» **EXTRACT PROVIDED**:
##########
Here I’ll show a simple use case for MySQL tables from ensembl.
library(RMySQL)
ensbConn <- dbConnect(dbDriver("MySQL"),
host="genome-mysql.soe.ucsc.edu",
user = "genome",
dbname = "xenTro9")
enssdf <- SQLDataFrame(conn = ensbConn,
dbtable = "xenoRefGene",
dbkey = c("name", "txStart"))
#> Warning in .local(conn, statement, ...): Unsigned INTEGER in col 0 imported as
#> numeric
#> Warning in .local(conn, statement, ...): Unsigned INTEGER in col 4 imported as
#> numeric
#> Warning in .local(conn, statement, ...): Unsigned INTEGER in col 5 imported as
#> numeric
#> Warning in .local(conn, statement, ...): Unsigned INTEGER in col 6 imported as
#> numeric
#> Warning in .local(conn, statement, ...): Unsigned INTEGER in col 7 imported as
#> numeric
#> Warning in .local(conn, statement, ...): Unsigned INTEGER in col 8 imported as
#> numeric
#> Warning in .local(conn, statement, ...): Unsigned INTEGER in col 1 imported as
#> numeric
#> Warning in .local(conn, statement, ...): Unsigned INTEGER in col 2 imported as
#> numeric
#> Warning in .local(conn, statement, ...): Unsigned INTEGER in col 5 imported as
#> numeric
#> Warning in .local(conn, statement, ...): Unsigned INTEGER in col 6 imported as
#> numeric
#> Warning in .local(conn, statement, ...): Unsigned INTEGER in col 7 imported as
#> numeric
#> Warning in .local(conn, statement, ...): Unsigned INTEGER in col 8 imported as
#> numeric
enssdf1 <- enssdf[1:20, 1:2]
enssdf2 <- enssdf[11:30,3:4]
res <- left_join(enssdf1, enssdf2)
#> Joining, by = c("name", "txStart")
##########
» **ENTRIES SUPPLIED**:
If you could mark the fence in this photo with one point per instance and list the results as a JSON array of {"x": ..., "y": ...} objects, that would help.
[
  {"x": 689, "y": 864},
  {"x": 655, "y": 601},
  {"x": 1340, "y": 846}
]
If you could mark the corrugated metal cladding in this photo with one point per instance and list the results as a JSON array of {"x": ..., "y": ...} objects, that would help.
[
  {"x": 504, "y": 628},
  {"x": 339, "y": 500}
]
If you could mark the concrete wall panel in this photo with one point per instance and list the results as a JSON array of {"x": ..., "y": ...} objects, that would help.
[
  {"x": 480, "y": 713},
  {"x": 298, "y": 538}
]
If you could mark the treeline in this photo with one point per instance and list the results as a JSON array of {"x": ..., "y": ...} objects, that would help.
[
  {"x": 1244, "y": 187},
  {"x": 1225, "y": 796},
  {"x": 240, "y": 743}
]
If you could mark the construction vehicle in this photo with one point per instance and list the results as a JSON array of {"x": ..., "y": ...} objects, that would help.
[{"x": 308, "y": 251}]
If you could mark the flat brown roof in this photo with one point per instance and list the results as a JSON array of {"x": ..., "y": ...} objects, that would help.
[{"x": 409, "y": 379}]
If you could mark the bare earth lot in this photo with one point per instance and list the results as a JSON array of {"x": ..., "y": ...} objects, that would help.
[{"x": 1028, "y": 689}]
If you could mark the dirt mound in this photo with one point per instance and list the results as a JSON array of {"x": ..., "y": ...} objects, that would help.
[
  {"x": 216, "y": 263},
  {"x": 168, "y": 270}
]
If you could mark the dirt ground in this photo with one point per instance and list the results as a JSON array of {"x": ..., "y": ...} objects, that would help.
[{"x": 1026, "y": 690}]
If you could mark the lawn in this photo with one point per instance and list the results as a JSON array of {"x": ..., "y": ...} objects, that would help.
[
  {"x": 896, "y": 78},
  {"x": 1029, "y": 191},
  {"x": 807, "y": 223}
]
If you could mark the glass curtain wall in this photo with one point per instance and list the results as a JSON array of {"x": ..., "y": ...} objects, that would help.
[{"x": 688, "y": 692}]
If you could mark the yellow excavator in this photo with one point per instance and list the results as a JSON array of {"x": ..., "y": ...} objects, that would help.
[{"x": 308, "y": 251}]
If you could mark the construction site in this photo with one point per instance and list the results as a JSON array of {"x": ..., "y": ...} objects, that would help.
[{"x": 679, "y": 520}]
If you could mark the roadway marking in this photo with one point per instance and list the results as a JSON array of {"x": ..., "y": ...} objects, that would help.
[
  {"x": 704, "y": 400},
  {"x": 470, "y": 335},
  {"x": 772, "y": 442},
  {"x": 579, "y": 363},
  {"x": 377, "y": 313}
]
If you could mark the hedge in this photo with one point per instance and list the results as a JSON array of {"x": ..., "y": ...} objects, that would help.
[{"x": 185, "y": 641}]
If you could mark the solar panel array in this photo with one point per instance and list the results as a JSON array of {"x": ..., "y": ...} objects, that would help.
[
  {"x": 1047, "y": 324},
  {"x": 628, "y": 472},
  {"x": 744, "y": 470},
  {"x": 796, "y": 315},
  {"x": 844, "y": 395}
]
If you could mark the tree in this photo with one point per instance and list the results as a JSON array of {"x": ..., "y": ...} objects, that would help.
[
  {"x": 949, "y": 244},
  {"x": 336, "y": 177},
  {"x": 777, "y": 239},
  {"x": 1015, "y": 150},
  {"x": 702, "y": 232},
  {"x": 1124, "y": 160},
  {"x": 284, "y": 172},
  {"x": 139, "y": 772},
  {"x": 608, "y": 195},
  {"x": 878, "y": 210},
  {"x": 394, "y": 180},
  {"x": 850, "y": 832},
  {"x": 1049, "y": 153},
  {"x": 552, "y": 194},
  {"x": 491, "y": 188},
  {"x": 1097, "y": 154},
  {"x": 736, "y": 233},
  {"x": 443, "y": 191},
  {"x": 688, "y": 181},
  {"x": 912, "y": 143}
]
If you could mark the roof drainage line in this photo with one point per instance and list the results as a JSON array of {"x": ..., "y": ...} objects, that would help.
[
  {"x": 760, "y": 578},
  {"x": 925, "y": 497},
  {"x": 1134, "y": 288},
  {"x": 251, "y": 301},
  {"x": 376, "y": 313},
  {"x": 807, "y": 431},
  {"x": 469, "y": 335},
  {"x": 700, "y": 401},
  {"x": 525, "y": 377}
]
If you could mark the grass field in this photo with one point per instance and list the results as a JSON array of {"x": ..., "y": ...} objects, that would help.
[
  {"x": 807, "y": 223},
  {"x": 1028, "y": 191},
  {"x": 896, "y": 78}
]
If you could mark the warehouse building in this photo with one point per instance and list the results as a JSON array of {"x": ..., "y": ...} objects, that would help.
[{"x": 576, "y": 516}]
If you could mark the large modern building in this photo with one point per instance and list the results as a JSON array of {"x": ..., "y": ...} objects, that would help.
##########
» **EXERCISE DESCRIPTION**:
Answer these from the MySQL example:
1. Which host does the database connection use?
2. Which table is given as dbtable?
3. By which columns does the output report the join?

» **EXERCISE RESPONSE**:
1. genome-mysql.soe.ucsc.edu
2. xenoRefGene
3. "name" and "txStart"